◆ Aufgabe a ◆
Führe jede Zeile der Auflistung auf, in der die Zeichenfolge „pillar“ vorkommt. Dabei zählt die Groß- und Kleinschreibung.

◆ Textauszug ◆
┄┄┄┄┄┄┄┄┄┄┄┄┄┄┄┄┄┄┄┄
Die Fans brauchen die Spieler nicht

■ Zum Boykott eines Bundesligaspiels trafen sich am Millerntor 1.300 St.-Pauli-Fans

Hamburg (taz) — „Ein Scheiß da draußen“, entfährt es Sven Brux, Fanbeauftragter des FC St. Pauli. Er steht im Stadion, wo sonst die Fans stehen. Sieben Kilometer entfernt haben die Pauli-Profis im Spiel gegen Hertha BSC gerade das 0:2 kassiert. Am Millerntor wärmen sich 1.300 Gestalten an Bier und Glühwein, blicken auf den flutlichtbestrahlten Rasen und mögen nicht glauben, was sie aus acht Boxen hören. Solche Stimmungstöter waren für die Radio-Party nicht geplant.

In einer konzertierten Aktion hatten die 14 organisierten St.-Pauli- Fanclubs aufgerufen, statt im verhaßten HSV-Stadion auf Ordnungshüter, HSV-Hooligans und Hertha- Frösche zu treffen, lieber im heimischen Stadion dem eigens von einem Privatradio übermittelten Spielkommentar zu lauschen. Im Volksparkstadion war nichts Positives zu erwarten: „atmosphärisch nicht, sportlich nicht, fankontaktmäßig nicht, gesundheitlich nicht“.
┄┄┄┄┄┄┄┄┄┄┄┄┄┄┄┄┄┄┄┄
◆ Die Auflistung ◆

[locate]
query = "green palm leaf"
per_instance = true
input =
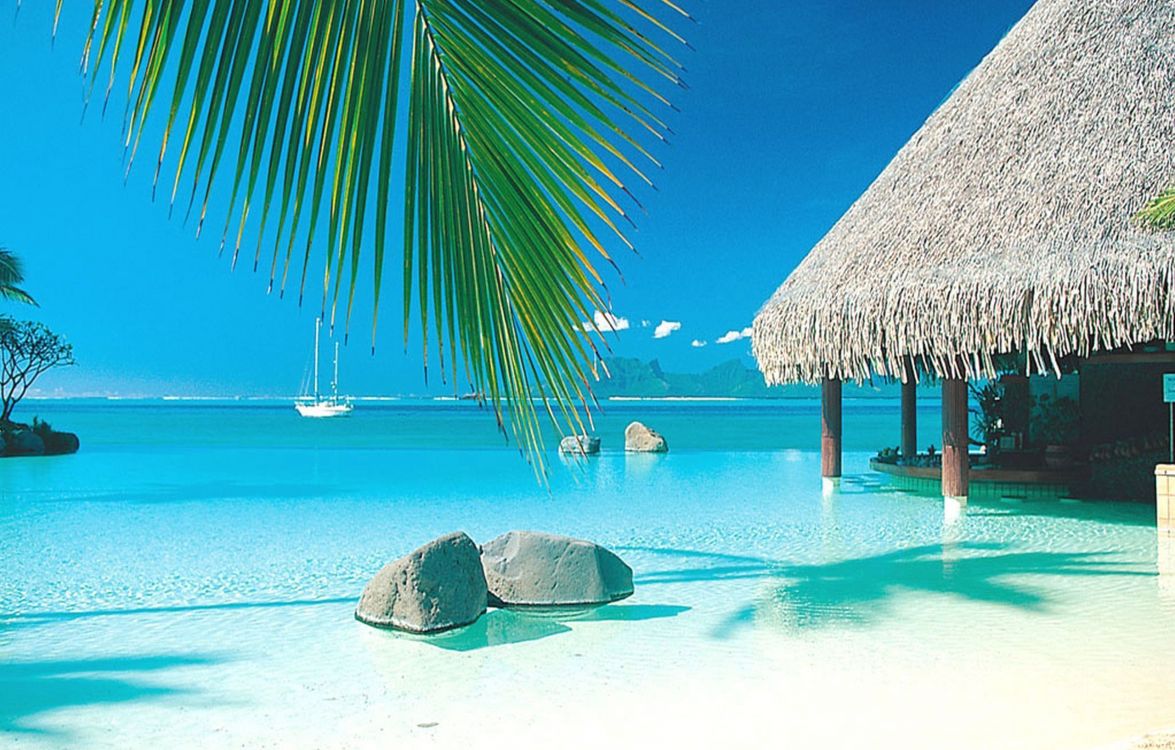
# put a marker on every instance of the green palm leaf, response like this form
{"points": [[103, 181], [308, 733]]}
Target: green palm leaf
{"points": [[12, 273], [525, 119], [1160, 212]]}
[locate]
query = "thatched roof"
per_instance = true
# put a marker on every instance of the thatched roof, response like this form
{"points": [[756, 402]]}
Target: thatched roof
{"points": [[1004, 225]]}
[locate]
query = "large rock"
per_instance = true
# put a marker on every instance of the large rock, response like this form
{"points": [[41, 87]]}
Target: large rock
{"points": [[640, 439], [61, 443], [579, 444], [26, 443], [530, 568], [438, 587]]}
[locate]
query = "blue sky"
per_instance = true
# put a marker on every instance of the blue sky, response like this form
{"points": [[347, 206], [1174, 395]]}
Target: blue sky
{"points": [[793, 108]]}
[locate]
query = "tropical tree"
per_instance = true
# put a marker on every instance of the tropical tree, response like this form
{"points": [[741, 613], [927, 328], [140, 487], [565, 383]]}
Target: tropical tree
{"points": [[12, 274], [1160, 212], [27, 350], [518, 126]]}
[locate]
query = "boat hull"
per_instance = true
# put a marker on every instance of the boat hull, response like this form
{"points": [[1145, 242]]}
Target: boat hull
{"points": [[323, 410]]}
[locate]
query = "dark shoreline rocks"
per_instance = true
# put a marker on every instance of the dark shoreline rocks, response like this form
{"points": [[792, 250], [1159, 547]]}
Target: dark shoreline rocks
{"points": [[537, 569], [25, 443], [435, 588], [21, 440]]}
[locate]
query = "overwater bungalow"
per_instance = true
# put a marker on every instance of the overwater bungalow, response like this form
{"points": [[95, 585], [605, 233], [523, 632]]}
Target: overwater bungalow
{"points": [[998, 249]]}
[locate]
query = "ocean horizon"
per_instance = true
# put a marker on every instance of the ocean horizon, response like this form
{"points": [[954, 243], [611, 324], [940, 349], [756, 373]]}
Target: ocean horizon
{"points": [[193, 571]]}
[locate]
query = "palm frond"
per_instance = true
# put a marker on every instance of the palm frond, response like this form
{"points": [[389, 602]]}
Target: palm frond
{"points": [[12, 273], [1160, 212], [525, 119]]}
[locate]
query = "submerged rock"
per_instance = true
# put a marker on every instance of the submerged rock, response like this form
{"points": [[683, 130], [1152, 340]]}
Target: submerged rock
{"points": [[640, 439], [531, 568], [579, 444], [26, 443], [61, 443], [438, 587]]}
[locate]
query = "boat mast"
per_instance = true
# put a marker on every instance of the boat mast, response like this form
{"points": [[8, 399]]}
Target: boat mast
{"points": [[317, 325], [334, 383]]}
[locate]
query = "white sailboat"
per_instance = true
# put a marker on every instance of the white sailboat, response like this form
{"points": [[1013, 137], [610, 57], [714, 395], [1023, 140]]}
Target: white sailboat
{"points": [[319, 406]]}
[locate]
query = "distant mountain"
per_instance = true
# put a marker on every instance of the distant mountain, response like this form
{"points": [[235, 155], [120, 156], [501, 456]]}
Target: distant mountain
{"points": [[631, 377], [636, 379]]}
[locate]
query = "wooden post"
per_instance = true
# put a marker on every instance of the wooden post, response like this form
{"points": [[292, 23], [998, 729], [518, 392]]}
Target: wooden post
{"points": [[910, 414], [955, 469], [830, 428]]}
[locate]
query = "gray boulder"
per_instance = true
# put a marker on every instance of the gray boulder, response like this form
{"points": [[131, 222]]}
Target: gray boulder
{"points": [[438, 587], [26, 443], [531, 568], [640, 439], [579, 444]]}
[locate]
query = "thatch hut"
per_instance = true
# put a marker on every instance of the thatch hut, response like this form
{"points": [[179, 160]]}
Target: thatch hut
{"points": [[1002, 226]]}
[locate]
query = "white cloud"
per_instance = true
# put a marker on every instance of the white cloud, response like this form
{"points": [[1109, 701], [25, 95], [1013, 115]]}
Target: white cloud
{"points": [[605, 322], [733, 335], [665, 328]]}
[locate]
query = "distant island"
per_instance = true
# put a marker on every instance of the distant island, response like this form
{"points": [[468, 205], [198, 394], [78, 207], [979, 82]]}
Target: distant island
{"points": [[635, 379]]}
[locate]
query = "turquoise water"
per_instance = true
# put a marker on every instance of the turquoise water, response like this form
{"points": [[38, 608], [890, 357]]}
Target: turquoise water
{"points": [[188, 580]]}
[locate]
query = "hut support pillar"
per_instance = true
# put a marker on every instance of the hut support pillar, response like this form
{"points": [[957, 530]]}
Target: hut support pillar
{"points": [[830, 429], [955, 469], [910, 414]]}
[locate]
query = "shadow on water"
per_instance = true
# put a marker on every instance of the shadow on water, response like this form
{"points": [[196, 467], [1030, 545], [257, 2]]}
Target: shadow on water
{"points": [[29, 689], [503, 627], [859, 590], [40, 618]]}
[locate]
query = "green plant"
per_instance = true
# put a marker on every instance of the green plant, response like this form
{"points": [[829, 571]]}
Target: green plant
{"points": [[12, 274], [525, 121], [27, 350], [1160, 212], [988, 423], [1058, 421]]}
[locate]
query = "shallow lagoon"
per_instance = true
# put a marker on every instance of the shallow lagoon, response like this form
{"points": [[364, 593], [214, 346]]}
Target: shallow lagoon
{"points": [[189, 580]]}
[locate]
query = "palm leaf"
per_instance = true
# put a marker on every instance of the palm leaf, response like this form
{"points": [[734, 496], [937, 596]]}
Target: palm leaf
{"points": [[1160, 212], [12, 273], [525, 120]]}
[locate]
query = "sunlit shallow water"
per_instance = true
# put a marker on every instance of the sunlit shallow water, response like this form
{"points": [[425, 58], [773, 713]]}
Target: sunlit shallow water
{"points": [[189, 578]]}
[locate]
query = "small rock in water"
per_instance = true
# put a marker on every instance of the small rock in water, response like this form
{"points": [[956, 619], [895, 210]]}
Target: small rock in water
{"points": [[438, 587], [26, 443], [531, 568], [579, 444], [640, 439]]}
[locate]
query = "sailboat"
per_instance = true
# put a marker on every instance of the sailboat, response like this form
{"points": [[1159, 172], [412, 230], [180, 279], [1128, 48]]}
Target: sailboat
{"points": [[319, 406]]}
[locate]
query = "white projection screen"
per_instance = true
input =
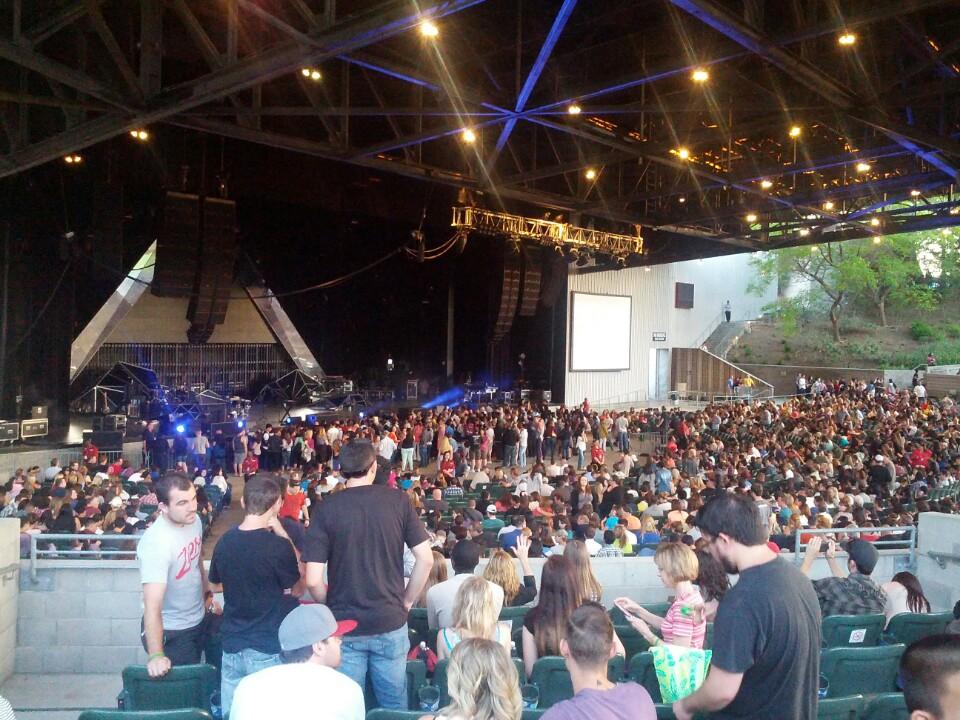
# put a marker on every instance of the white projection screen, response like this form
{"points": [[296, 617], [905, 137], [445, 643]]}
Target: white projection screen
{"points": [[599, 332]]}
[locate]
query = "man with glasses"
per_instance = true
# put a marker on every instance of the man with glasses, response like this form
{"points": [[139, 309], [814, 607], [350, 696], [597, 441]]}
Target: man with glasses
{"points": [[357, 537], [766, 644]]}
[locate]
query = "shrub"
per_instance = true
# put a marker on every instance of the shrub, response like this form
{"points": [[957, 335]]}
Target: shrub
{"points": [[921, 331]]}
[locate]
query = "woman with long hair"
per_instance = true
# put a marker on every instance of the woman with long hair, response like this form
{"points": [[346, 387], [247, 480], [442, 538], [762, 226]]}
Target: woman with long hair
{"points": [[474, 616], [482, 684], [438, 574], [904, 594], [588, 587]]}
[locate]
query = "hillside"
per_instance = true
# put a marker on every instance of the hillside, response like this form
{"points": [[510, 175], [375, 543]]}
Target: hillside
{"points": [[864, 344]]}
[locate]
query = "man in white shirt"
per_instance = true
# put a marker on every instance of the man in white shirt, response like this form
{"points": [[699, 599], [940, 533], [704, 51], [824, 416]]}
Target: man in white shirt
{"points": [[309, 672], [440, 598]]}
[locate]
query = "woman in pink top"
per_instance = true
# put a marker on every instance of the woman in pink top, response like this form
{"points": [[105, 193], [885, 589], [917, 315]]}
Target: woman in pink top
{"points": [[685, 623]]}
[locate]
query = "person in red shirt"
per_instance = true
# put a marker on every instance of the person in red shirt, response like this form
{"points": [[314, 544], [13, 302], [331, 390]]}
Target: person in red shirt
{"points": [[250, 464]]}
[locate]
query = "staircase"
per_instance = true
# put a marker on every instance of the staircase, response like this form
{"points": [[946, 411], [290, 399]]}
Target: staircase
{"points": [[725, 337]]}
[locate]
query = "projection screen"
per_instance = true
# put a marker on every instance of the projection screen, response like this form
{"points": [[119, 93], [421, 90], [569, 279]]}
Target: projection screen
{"points": [[599, 332]]}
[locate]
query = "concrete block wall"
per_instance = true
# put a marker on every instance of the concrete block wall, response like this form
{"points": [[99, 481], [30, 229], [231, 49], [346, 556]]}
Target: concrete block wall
{"points": [[9, 567], [79, 617]]}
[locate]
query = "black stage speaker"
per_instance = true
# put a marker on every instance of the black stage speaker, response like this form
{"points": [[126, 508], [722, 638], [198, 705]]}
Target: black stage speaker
{"points": [[34, 428], [104, 439], [9, 431]]}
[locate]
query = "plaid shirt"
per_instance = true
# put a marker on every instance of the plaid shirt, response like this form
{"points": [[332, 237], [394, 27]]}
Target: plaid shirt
{"points": [[853, 595]]}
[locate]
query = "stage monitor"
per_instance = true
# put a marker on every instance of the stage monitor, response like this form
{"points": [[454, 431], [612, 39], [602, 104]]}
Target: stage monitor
{"points": [[599, 332]]}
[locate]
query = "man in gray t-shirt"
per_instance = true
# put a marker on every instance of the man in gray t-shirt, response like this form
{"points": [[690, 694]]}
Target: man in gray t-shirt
{"points": [[176, 594]]}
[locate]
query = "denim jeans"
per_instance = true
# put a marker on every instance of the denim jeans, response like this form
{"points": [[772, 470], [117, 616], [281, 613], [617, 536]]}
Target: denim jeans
{"points": [[236, 666], [385, 656]]}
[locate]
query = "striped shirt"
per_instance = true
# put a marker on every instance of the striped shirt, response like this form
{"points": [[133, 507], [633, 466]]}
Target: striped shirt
{"points": [[681, 620]]}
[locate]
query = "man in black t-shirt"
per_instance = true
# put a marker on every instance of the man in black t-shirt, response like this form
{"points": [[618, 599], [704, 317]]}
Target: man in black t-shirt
{"points": [[766, 643], [256, 564], [357, 536]]}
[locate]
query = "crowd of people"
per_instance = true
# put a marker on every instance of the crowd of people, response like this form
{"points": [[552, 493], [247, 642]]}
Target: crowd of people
{"points": [[362, 516]]}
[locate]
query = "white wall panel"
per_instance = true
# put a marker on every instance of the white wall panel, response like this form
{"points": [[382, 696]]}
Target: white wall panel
{"points": [[715, 280]]}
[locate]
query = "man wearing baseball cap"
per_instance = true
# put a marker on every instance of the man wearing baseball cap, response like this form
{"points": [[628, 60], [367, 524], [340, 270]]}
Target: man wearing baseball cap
{"points": [[853, 594], [310, 649]]}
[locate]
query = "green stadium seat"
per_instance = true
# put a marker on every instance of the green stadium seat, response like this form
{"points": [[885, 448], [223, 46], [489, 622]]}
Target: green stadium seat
{"points": [[907, 628], [184, 687], [856, 670], [641, 671], [888, 706], [852, 630], [182, 714], [840, 708]]}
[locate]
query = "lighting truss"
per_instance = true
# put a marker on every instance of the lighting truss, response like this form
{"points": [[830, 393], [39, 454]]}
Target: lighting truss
{"points": [[546, 232]]}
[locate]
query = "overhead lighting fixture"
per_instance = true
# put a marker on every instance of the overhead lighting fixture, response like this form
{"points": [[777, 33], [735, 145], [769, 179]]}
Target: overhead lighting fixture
{"points": [[429, 29]]}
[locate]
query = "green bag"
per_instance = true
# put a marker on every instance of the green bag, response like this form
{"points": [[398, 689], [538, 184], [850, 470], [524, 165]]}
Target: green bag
{"points": [[680, 670]]}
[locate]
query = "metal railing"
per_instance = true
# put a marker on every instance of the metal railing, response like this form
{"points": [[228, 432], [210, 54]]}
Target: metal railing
{"points": [[40, 548], [891, 544]]}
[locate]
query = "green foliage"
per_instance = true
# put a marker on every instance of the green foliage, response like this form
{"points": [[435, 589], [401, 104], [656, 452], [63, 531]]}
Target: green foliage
{"points": [[921, 332]]}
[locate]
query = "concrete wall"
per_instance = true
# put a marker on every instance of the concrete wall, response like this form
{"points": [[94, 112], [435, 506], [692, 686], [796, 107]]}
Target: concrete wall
{"points": [[714, 279], [9, 567], [939, 533]]}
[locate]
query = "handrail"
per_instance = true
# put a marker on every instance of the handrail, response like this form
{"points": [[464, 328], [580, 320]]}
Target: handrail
{"points": [[37, 553], [879, 544]]}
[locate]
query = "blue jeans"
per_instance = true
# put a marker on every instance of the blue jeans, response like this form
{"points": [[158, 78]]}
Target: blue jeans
{"points": [[235, 667], [385, 655]]}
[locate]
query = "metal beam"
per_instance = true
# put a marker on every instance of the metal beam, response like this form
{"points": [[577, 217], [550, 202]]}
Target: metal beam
{"points": [[813, 78], [353, 33], [559, 22]]}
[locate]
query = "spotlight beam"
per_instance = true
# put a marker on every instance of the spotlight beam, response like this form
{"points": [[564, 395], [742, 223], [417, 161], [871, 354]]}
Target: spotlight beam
{"points": [[533, 76]]}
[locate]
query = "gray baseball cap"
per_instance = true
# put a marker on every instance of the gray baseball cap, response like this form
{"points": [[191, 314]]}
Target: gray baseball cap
{"points": [[308, 624]]}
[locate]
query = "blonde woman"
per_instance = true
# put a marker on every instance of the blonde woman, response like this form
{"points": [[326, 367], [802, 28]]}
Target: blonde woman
{"points": [[438, 574], [482, 683], [474, 616], [685, 623], [587, 585]]}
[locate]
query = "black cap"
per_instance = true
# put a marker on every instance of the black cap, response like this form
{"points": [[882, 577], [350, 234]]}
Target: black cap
{"points": [[863, 554]]}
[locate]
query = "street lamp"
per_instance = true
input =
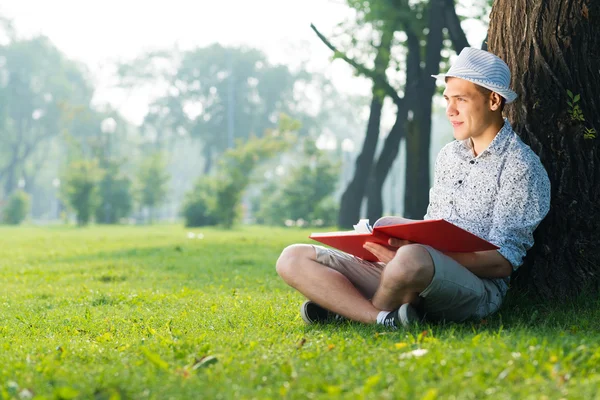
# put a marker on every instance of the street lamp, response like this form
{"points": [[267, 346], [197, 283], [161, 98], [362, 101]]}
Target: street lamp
{"points": [[347, 150], [56, 205], [108, 127]]}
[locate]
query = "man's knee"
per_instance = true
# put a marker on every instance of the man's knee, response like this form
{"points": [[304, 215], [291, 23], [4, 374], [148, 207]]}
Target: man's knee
{"points": [[291, 259], [412, 267]]}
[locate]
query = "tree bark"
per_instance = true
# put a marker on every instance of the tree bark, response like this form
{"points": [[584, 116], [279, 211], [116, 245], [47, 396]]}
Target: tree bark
{"points": [[418, 138], [455, 31], [551, 47], [352, 197], [384, 164]]}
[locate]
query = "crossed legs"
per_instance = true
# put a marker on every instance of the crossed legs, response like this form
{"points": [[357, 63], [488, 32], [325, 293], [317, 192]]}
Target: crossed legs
{"points": [[399, 282]]}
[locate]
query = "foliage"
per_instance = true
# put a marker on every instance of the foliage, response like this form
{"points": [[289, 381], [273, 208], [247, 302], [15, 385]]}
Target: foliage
{"points": [[42, 93], [147, 312], [152, 181], [17, 207], [236, 165], [80, 188], [200, 203], [303, 194], [216, 94], [574, 110], [115, 191]]}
┄┄┄┄┄┄┄┄┄┄┄┄┄┄┄┄┄┄┄┄
◆ Aufgabe b ◆
Nenne alle Hinsichten, in denen laut dem Artikel über den Fanboykott im Volksparkstadion nichts Positives zu erwarten war.

◆ Musterlösung a ◆
query = "hut support pillar"
# put a marker on every instance of the hut support pillar, response like this form
Target: hut support pillar

◆ Musterlösung b ◆
- atmosphärisch
- sportlich
- fankontaktmäßig
- gesundheitlich